Once you find the line with "box: [656, 349, 703, 386]" in the entries below, return exactly every line from it through the line with "352L698 351L693 349L684".

BEGIN MATERIAL PROVIDED

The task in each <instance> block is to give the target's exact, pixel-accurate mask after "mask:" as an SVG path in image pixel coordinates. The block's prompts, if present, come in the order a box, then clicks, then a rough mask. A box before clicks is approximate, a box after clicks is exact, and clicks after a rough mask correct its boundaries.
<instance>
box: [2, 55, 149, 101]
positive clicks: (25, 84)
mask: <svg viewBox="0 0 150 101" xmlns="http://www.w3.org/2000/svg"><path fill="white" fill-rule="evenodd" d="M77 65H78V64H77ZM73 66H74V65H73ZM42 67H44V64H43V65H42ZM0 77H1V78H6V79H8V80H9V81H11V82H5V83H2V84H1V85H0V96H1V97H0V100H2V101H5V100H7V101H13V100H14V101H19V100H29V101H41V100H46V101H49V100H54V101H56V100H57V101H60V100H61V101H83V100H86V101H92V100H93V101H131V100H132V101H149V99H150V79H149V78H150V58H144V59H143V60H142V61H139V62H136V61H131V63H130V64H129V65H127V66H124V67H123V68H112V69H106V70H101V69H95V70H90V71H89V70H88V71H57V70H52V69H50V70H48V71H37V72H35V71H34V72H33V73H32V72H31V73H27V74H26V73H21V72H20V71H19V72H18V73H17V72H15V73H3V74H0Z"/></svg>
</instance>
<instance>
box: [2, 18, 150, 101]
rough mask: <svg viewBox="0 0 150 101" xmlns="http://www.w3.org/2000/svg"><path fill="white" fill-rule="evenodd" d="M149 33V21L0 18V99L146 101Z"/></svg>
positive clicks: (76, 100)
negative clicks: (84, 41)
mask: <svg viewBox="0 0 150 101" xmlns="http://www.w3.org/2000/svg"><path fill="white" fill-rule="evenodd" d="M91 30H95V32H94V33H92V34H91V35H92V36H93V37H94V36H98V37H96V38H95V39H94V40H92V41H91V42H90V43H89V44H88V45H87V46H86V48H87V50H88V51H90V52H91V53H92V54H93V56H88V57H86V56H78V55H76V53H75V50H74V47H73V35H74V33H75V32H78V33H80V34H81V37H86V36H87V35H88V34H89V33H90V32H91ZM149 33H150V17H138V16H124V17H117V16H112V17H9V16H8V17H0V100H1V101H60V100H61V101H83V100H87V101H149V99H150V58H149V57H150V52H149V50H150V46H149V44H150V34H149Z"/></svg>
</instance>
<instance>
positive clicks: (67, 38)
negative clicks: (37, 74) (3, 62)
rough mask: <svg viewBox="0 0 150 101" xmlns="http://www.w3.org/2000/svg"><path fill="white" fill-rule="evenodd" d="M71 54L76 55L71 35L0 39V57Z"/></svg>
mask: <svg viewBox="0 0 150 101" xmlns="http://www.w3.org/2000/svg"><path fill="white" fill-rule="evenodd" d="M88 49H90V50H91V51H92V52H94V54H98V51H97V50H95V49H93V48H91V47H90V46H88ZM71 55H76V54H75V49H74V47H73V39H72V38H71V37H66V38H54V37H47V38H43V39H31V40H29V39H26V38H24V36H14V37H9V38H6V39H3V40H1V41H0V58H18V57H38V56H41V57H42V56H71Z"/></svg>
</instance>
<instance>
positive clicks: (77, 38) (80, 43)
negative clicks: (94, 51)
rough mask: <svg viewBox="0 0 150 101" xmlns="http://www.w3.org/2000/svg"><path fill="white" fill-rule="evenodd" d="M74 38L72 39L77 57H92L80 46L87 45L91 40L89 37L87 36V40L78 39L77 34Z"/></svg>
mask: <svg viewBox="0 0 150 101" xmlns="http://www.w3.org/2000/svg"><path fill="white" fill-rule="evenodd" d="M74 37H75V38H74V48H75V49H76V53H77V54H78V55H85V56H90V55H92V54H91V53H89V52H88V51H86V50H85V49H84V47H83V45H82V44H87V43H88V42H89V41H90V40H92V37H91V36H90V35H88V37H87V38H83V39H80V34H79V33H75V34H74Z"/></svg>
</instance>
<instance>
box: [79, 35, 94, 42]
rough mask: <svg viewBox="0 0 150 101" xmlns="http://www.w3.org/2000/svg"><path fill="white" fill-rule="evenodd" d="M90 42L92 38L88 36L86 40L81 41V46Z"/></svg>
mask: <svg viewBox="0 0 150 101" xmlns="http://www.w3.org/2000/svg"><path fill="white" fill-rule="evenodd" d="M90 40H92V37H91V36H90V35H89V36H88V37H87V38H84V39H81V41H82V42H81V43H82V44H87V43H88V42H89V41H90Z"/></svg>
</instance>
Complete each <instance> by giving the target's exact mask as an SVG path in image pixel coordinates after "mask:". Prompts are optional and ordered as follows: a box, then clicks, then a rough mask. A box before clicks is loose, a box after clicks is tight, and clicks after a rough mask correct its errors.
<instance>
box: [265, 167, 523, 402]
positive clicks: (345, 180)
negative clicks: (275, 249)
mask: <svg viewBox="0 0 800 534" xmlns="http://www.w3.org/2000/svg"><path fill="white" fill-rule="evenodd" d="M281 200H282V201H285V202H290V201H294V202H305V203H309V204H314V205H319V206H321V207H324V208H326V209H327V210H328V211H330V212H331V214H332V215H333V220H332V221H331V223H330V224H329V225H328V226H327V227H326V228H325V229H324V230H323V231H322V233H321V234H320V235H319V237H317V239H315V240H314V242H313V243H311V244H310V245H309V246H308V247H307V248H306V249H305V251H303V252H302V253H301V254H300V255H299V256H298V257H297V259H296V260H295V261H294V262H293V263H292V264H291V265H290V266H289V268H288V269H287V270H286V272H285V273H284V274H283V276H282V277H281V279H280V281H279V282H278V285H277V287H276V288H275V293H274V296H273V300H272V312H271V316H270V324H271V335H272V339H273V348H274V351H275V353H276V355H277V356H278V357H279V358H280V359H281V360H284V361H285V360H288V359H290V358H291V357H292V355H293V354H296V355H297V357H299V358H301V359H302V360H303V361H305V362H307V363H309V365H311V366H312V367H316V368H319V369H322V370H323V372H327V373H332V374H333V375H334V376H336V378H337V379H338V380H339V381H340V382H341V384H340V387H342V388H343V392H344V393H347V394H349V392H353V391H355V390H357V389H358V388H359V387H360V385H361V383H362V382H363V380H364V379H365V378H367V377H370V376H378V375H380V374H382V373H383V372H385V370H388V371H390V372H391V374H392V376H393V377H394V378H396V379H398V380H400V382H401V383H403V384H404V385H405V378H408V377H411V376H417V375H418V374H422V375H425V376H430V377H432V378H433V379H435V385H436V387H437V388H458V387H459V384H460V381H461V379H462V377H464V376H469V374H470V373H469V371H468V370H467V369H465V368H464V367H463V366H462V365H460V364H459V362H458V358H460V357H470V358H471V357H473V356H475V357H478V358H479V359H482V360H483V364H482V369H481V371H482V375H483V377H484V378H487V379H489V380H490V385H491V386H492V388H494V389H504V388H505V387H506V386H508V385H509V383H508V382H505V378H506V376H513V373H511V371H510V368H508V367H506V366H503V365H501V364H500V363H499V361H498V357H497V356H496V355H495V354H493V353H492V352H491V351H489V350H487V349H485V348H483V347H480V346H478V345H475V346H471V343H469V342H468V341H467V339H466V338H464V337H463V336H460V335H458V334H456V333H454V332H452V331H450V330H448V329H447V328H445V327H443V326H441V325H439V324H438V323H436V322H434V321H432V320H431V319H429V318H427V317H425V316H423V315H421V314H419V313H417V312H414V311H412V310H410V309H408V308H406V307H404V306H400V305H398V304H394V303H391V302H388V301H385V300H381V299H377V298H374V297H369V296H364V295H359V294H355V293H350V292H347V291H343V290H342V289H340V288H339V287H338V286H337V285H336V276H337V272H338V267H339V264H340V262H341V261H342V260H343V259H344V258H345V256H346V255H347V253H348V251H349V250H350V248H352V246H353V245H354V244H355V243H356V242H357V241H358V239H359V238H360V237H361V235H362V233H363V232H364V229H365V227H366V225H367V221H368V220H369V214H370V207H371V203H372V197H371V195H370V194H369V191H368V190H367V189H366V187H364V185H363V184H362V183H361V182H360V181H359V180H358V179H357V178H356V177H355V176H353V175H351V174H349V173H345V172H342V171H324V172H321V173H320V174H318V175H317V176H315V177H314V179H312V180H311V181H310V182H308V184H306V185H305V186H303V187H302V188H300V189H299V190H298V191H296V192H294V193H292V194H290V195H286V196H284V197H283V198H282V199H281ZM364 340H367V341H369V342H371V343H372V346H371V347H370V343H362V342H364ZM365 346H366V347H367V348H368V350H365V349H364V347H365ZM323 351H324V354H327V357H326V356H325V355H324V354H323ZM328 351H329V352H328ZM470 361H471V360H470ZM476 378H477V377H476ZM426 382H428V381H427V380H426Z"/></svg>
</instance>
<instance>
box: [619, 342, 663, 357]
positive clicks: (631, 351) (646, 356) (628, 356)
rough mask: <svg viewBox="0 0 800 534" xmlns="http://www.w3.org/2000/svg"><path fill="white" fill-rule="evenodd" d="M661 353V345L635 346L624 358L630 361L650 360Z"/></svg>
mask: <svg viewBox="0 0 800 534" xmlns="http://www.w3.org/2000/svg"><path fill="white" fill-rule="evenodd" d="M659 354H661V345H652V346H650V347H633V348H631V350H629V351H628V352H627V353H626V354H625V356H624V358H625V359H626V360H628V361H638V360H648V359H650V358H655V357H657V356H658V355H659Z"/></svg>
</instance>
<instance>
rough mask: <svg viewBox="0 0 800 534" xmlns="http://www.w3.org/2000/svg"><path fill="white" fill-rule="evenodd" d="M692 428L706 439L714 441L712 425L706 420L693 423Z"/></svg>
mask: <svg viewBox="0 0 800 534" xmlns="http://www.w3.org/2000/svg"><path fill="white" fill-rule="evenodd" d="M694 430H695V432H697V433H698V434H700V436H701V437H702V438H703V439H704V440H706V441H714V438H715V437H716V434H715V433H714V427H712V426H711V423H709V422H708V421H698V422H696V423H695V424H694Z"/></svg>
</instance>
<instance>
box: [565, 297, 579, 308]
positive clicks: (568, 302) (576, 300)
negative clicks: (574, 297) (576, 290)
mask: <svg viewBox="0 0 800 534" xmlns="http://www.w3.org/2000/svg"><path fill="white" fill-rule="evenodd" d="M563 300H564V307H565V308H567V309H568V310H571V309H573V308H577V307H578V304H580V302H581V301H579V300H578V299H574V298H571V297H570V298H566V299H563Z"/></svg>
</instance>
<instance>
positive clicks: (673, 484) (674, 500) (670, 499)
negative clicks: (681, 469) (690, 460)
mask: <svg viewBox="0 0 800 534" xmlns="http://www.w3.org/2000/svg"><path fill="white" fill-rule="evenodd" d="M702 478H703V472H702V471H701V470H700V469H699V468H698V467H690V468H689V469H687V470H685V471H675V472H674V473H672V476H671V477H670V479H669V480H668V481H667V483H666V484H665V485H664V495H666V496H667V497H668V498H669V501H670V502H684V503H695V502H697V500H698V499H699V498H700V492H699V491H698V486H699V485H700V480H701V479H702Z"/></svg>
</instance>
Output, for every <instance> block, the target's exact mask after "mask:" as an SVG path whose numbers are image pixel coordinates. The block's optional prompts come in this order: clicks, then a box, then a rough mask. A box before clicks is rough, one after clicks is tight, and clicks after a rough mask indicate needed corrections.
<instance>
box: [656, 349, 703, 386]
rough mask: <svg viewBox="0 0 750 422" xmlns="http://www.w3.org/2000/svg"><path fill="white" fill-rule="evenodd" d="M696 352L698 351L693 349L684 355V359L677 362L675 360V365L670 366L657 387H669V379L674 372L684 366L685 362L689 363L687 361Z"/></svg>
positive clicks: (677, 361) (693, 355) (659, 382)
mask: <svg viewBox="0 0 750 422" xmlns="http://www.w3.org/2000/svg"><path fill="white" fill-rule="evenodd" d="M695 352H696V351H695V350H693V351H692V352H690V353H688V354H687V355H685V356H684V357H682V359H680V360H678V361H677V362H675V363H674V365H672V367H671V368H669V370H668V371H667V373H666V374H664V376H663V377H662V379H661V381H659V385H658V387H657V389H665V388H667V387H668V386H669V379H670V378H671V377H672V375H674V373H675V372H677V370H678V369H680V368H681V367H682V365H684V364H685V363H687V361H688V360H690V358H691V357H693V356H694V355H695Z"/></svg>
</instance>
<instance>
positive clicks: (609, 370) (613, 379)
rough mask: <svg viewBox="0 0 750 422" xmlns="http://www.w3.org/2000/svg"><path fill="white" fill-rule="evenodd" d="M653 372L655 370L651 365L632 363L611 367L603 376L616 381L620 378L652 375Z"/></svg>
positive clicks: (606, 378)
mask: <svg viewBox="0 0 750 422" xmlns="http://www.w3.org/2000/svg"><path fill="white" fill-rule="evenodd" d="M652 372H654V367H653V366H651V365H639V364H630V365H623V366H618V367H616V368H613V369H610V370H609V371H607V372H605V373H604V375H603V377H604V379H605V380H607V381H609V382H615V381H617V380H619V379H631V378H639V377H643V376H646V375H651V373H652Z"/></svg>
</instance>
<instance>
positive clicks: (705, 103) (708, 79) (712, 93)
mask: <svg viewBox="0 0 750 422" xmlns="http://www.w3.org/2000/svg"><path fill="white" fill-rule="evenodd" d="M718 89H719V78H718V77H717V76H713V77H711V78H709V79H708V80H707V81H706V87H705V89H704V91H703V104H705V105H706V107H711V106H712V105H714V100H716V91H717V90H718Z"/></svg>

END MATERIAL PROVIDED

◆ **EXPECTED ANSWER**:
box: [656, 349, 703, 386]
rough mask: <svg viewBox="0 0 750 422" xmlns="http://www.w3.org/2000/svg"><path fill="white" fill-rule="evenodd" d="M696 352L698 351L693 349L684 355V359L677 362L675 360V365L670 366L657 387H669V379L674 372L684 366L685 362L689 363L687 361Z"/></svg>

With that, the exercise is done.